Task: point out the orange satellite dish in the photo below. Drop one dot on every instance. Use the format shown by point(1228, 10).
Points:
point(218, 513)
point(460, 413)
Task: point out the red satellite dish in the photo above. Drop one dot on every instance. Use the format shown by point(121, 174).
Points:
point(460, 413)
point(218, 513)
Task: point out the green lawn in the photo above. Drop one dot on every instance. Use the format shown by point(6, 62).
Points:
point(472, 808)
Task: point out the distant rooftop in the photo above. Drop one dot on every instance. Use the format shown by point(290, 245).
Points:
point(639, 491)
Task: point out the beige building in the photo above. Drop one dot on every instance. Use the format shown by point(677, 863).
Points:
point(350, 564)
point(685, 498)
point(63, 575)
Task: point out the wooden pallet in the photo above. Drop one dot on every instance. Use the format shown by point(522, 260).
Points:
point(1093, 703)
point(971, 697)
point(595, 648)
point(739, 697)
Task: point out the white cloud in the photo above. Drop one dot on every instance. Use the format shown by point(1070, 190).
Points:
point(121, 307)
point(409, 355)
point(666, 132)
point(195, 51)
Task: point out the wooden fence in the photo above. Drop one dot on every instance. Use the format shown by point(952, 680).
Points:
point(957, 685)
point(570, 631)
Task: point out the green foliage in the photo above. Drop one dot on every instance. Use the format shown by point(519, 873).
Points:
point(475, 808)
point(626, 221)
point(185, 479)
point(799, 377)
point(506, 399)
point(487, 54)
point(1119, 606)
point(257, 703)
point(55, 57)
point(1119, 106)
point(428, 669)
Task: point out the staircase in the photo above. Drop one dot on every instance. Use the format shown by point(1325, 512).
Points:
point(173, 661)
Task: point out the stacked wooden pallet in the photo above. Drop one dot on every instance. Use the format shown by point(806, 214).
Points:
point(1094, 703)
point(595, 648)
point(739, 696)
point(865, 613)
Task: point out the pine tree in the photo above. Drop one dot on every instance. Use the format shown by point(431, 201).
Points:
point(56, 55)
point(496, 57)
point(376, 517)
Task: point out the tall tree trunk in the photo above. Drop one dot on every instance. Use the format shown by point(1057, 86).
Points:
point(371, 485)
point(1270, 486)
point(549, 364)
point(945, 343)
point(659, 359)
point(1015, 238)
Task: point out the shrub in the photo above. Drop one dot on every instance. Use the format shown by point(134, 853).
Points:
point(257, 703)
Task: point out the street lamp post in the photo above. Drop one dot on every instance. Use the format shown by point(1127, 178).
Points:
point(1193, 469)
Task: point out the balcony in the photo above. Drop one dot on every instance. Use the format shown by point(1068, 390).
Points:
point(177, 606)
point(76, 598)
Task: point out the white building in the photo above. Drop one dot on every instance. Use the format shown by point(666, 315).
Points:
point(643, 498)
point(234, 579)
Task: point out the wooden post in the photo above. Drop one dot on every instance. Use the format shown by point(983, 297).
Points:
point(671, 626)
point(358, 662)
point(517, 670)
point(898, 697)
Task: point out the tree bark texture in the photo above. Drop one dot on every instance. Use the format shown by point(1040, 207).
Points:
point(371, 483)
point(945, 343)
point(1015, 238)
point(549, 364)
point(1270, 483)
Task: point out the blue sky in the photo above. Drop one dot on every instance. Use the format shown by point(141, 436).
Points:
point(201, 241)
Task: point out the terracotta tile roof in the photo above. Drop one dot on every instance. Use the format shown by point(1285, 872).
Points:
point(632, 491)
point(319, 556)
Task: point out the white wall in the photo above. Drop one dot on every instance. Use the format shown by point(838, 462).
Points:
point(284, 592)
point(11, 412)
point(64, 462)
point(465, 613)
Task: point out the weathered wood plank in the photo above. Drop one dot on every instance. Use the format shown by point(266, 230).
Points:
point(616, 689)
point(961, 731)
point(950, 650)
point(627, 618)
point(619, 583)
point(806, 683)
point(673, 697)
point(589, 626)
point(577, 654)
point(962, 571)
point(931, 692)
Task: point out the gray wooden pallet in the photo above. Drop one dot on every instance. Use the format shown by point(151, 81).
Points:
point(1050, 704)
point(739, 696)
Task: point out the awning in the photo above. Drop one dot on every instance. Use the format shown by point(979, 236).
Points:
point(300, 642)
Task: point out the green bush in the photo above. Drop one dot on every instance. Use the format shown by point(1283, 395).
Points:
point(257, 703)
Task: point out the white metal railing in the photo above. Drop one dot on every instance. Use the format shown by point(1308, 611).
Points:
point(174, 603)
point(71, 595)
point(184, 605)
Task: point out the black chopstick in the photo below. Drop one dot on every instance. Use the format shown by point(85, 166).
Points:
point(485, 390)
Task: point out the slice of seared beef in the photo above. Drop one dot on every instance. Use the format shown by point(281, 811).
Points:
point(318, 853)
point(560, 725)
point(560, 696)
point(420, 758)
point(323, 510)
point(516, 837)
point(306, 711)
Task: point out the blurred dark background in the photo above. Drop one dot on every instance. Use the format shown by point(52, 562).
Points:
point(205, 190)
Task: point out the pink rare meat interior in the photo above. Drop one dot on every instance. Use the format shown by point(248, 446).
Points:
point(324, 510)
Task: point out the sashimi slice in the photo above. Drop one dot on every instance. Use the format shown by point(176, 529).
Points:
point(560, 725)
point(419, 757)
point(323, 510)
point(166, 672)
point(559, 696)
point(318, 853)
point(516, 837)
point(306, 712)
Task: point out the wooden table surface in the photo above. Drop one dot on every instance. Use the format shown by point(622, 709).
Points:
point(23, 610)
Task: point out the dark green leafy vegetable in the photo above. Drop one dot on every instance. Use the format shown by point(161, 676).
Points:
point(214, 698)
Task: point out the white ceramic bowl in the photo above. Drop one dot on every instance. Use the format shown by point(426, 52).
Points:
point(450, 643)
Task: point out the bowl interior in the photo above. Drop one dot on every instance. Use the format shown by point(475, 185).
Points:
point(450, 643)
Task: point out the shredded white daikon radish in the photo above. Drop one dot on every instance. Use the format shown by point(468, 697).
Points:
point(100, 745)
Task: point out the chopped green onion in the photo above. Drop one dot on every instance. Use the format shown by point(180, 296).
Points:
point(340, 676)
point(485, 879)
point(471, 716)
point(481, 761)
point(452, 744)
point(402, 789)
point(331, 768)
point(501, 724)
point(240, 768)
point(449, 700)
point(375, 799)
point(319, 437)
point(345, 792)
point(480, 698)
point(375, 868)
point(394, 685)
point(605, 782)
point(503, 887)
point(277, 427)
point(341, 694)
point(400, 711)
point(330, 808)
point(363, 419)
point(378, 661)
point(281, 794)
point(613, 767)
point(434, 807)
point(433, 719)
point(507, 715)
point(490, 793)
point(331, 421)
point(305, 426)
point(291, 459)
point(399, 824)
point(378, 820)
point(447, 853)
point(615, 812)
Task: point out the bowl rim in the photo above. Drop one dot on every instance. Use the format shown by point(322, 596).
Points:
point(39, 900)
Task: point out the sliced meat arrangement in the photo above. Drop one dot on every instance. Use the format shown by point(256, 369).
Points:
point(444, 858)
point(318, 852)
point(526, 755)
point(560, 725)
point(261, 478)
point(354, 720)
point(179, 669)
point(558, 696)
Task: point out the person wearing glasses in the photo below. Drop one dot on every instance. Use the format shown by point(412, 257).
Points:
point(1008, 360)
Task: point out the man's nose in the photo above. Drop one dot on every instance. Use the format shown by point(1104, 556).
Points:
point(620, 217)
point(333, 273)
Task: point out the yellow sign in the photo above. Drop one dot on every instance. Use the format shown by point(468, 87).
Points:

::::::::

• SET EXERCISE: Output every line of the records above verbatim, from the line containing "Task: point out the chopped" down to the line containing "point(39, 900)", with both of those lines included.

• TASK SOLUTION:
Task: point out the chopped green onion in the photo above. Drop one dot on every instance. Use the format shown by point(180, 296).
Points:
point(340, 676)
point(485, 879)
point(471, 716)
point(481, 761)
point(452, 744)
point(402, 789)
point(331, 768)
point(501, 724)
point(240, 768)
point(449, 700)
point(375, 799)
point(319, 437)
point(345, 792)
point(480, 698)
point(375, 868)
point(394, 685)
point(605, 782)
point(503, 887)
point(277, 427)
point(341, 694)
point(400, 711)
point(330, 808)
point(363, 419)
point(378, 661)
point(281, 794)
point(613, 767)
point(434, 807)
point(433, 719)
point(507, 715)
point(490, 793)
point(331, 421)
point(305, 426)
point(291, 459)
point(399, 824)
point(378, 820)
point(447, 853)
point(615, 812)
Task: point out the bowl rim in the photo above. Drop one dot on every instance. Use the format shown by point(322, 596).
Points:
point(39, 900)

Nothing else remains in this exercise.